### COMPITI DA SVOLGERE
**a)** Ricopia il passo dell'articolo sull'Alzheimer partendo dalle parole "Se vi dicessero" e fermandoti dopo "attacca la memoria.".
**b)** Nell'articolo sull'Alzheimer, chi ha scoperto per la prima volta la malattia e in quale anno?

### ESTRATTO DELLA PAGINA
___
Il cuore ha una sua memoria – quanto la vita ti restituisce il bagliore dell’amore3 min

di L'Obbiettivo

Nella borsa qualche giorno fa c’ho trovato il telefono, anche se le mie mani stavano, in realtà, cercando il giornale che mi accompagna in questo viaggio. E lì ho visto qualcosa di così emozionante da dover essere condiviso, per questo comincerò così.

Se vi dicessero che tutto quello che state vivendo, un giorno, venisse dimenticato? Come reagireste? Se i vostri ricordi, mano a mano, si sgretolassero senza che voi possiate riafferrarli e rimetterli nei tasselli che formano il vostro passato, in modo del tutto involontario e, certamente, contorto: cosa fareste? C’è una malattia che può portare a tutto questo ed ha un nome chiaro e definito, il morbo di Alzheimer. Essa è, così come la conosciamo oggi, è una malattia degenerativa del sistema cognitivo che attacca la memoria.

Scoperta per la prima volta nel 1901 dallo psichiatra Alois Alzheimer, dal quale prende il nome, si svolge per fasi e non ha ancora una causa ben conosciuta. Tutto ciò che si sa è che, nel suo progressivo avanzare, porta ad uno stato di inconsapevolezza e confusione tale da riuscire a riportare alla mente poche immagini fino a giungere alla dimenticanza totale. Ne sto parlando perché, poco più di una settimana fa, il 21 settembre, Giornata mondiale dedicata alla sensibilizzazione per questa malattia, è comparso su internet il video di una nonna con sua nipote che riesce a riconoscerla per pochi secondi e a dirle due semplici parole che racchiudono l’affetto creato in un’intera esistenza: “Ti amo”.
___
### VOCI FORNITE
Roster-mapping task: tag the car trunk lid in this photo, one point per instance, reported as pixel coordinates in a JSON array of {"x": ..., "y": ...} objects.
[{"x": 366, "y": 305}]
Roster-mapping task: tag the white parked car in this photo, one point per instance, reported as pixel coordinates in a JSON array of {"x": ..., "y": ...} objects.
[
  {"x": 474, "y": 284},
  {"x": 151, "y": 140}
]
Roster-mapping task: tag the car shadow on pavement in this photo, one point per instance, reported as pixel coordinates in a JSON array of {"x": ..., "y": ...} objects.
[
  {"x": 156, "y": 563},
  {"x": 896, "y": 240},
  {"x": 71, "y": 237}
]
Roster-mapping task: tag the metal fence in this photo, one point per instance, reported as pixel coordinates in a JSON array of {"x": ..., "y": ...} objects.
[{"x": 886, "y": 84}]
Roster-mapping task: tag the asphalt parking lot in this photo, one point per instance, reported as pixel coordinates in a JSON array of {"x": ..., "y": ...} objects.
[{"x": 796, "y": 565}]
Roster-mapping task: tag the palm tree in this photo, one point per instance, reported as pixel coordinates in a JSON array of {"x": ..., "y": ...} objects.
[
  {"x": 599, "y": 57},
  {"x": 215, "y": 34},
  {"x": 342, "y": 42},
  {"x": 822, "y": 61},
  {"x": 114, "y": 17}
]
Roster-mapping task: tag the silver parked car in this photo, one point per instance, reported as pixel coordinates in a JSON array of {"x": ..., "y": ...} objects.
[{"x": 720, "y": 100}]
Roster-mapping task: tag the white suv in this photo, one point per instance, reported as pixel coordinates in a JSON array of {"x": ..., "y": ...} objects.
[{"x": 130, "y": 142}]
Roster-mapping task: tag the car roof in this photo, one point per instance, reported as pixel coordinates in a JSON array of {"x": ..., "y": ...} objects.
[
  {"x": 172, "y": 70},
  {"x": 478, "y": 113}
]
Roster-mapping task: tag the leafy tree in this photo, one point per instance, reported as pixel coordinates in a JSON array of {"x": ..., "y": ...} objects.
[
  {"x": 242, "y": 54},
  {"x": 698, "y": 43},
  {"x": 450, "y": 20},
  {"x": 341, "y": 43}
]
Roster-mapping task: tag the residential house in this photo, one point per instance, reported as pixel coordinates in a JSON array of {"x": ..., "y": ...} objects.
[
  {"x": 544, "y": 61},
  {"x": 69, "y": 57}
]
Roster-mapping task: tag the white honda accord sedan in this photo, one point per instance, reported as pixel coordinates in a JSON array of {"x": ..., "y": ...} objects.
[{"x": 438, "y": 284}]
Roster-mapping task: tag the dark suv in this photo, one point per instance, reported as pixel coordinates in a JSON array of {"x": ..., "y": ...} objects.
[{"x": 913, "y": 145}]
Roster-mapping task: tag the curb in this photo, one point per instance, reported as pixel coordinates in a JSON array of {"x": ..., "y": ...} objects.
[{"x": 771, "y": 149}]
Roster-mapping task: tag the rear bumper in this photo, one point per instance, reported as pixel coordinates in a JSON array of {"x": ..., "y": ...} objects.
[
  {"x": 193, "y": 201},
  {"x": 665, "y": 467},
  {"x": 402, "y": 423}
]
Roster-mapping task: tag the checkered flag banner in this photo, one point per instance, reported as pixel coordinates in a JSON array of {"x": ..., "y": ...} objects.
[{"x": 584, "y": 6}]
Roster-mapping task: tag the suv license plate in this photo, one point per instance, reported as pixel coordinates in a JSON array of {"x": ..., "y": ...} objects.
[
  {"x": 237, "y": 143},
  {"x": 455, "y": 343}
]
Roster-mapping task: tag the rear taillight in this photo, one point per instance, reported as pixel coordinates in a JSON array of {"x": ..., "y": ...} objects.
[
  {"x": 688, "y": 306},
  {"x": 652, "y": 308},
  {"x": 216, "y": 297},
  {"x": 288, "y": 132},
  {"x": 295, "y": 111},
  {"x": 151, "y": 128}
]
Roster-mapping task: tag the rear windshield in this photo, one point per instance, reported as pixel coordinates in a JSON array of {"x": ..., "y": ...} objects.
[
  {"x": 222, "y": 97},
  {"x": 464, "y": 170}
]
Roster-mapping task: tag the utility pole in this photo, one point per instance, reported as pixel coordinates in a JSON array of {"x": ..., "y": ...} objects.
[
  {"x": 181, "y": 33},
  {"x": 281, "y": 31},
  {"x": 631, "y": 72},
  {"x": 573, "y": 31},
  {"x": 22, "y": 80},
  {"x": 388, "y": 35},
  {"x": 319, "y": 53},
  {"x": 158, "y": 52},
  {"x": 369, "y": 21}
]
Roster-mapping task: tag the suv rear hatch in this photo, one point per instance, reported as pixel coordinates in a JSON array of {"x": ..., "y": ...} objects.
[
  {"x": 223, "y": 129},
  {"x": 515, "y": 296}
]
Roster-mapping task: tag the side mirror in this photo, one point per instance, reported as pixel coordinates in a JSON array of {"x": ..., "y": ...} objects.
___
### SOLUZIONI IN ORDINE
**a)**
Se vi dicessero che tutto quello che state vivendo, un giorno, venisse dimenticato? Come reagireste? Se i vostri ricordi, mano a mano, si sgretolassero senza che voi possiate riafferrarli e rimetterli nei tasselli che formano il vostro passato, in modo del tutto involontario e, certamente, contorto: cosa fareste? C’è una malattia che può portare a tutto questo ed ha un nome chiaro e definito, il morbo di Alzheimer. Essa è, così come la conosciamo oggi, è una malattia degenerativa del sistema cognitivo che attacca la memoria.

**b)** Lo psichiatra Alois Alzheimer, nel 1901.